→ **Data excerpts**
★ ★ ★
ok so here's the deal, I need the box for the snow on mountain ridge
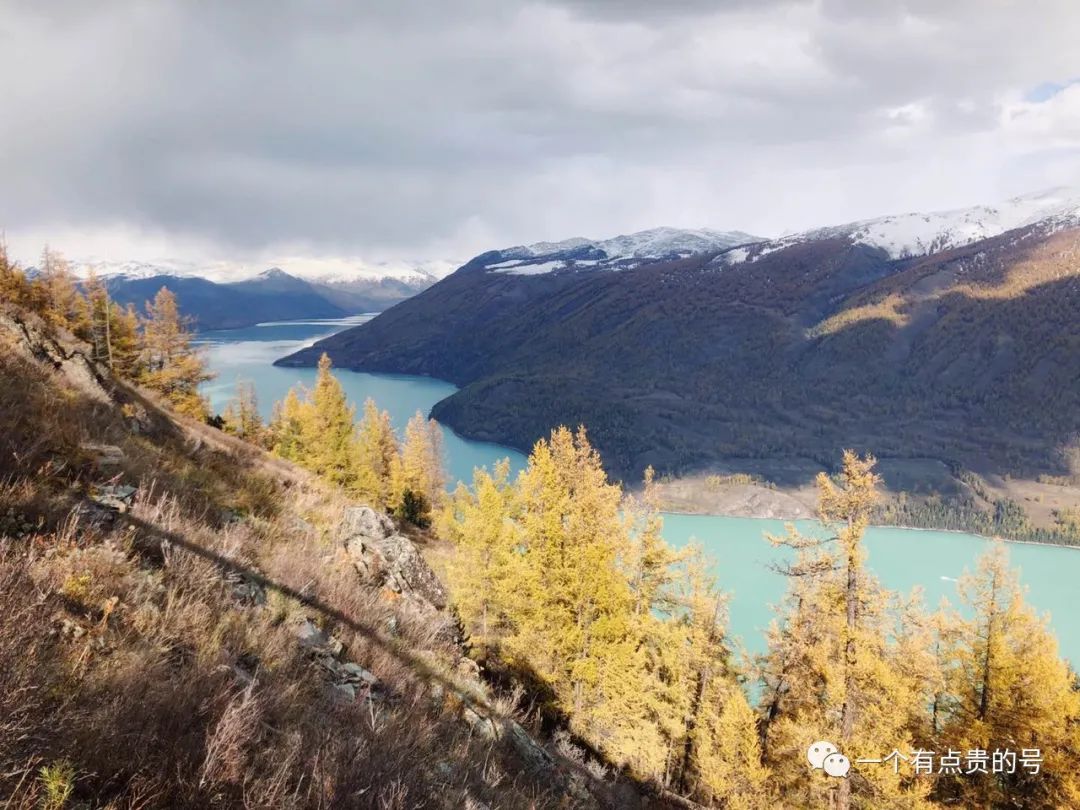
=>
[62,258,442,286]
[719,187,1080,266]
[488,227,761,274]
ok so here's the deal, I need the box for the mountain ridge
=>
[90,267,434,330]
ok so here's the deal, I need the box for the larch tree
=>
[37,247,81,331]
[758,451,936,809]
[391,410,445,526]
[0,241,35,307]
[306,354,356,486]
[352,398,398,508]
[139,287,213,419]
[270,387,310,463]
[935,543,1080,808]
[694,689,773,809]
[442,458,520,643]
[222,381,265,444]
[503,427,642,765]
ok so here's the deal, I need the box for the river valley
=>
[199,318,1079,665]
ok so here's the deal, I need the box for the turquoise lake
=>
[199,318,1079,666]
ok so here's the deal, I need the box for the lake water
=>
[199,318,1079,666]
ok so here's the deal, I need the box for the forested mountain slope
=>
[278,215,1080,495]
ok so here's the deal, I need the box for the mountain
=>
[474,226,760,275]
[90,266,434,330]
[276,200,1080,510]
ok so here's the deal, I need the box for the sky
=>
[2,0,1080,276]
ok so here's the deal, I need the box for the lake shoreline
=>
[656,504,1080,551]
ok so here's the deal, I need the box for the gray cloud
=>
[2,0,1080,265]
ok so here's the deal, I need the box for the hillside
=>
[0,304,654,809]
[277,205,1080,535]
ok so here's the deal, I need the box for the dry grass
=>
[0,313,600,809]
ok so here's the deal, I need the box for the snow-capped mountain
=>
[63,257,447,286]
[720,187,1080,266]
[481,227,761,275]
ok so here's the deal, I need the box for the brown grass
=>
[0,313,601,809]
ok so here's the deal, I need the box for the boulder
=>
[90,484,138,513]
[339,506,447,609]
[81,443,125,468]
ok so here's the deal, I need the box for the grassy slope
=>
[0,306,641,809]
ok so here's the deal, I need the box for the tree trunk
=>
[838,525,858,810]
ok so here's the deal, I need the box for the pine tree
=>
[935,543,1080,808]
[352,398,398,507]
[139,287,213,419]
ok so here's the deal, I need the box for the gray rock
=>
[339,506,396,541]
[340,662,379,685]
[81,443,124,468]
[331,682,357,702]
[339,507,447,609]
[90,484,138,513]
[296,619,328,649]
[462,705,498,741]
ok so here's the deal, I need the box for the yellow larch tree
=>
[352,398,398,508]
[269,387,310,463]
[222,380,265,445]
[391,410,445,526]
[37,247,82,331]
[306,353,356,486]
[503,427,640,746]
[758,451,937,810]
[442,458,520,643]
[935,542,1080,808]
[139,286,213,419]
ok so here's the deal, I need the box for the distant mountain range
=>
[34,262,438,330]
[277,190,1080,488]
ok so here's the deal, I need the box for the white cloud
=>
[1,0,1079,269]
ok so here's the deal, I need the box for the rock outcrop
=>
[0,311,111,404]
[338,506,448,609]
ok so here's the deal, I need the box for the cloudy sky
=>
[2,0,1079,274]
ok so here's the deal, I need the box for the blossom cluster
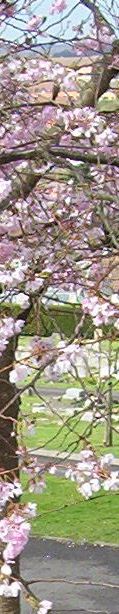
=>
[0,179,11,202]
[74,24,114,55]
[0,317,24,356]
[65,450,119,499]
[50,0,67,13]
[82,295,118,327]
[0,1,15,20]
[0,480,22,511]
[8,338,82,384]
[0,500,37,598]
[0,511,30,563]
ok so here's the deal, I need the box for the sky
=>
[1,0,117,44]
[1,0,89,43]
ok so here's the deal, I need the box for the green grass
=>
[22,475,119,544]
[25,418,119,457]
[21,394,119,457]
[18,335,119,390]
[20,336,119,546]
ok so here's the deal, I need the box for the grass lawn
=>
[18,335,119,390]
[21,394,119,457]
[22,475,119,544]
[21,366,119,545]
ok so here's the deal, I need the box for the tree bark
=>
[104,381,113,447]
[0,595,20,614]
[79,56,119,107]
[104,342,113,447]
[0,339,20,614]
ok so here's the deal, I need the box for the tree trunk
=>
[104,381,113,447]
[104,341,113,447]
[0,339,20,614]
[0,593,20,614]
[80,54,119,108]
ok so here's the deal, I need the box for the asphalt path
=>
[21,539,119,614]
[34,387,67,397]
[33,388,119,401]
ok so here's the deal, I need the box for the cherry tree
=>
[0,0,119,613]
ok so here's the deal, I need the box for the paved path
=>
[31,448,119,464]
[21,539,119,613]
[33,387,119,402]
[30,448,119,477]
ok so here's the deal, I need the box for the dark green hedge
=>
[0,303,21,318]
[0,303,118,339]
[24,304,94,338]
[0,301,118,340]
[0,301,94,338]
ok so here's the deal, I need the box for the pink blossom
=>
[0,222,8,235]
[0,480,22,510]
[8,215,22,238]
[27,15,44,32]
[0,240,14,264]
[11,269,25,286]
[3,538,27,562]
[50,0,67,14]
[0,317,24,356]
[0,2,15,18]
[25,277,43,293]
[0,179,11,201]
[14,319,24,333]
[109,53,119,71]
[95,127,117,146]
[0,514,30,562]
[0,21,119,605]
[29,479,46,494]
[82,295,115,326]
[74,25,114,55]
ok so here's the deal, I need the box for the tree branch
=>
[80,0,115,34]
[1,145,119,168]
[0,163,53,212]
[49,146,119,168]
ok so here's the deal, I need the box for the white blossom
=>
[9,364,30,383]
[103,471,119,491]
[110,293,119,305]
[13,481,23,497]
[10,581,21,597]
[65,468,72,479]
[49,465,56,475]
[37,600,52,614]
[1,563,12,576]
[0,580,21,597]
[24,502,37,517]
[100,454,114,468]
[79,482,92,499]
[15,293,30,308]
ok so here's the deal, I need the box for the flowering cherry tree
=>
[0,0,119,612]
★ ★ ★
→ **EXERCISE OBJECTIVE**
Which lines of the data contain the word "mountain"? Copy each one.

→ **RESPONSE TO THE TASK**
ok so here's the deal, I need the box for the snow on mountain ridge
ok so here's the deal, I need the box for the mountain ridge
ok so here's the deal, I need the box for the forested mountain slope
ok so here's the deal, I need the box for the mountain
ok so here's the deal, I need the box for the snow-capped mountain
ok so here's the deal, I need the box for the distant mountain range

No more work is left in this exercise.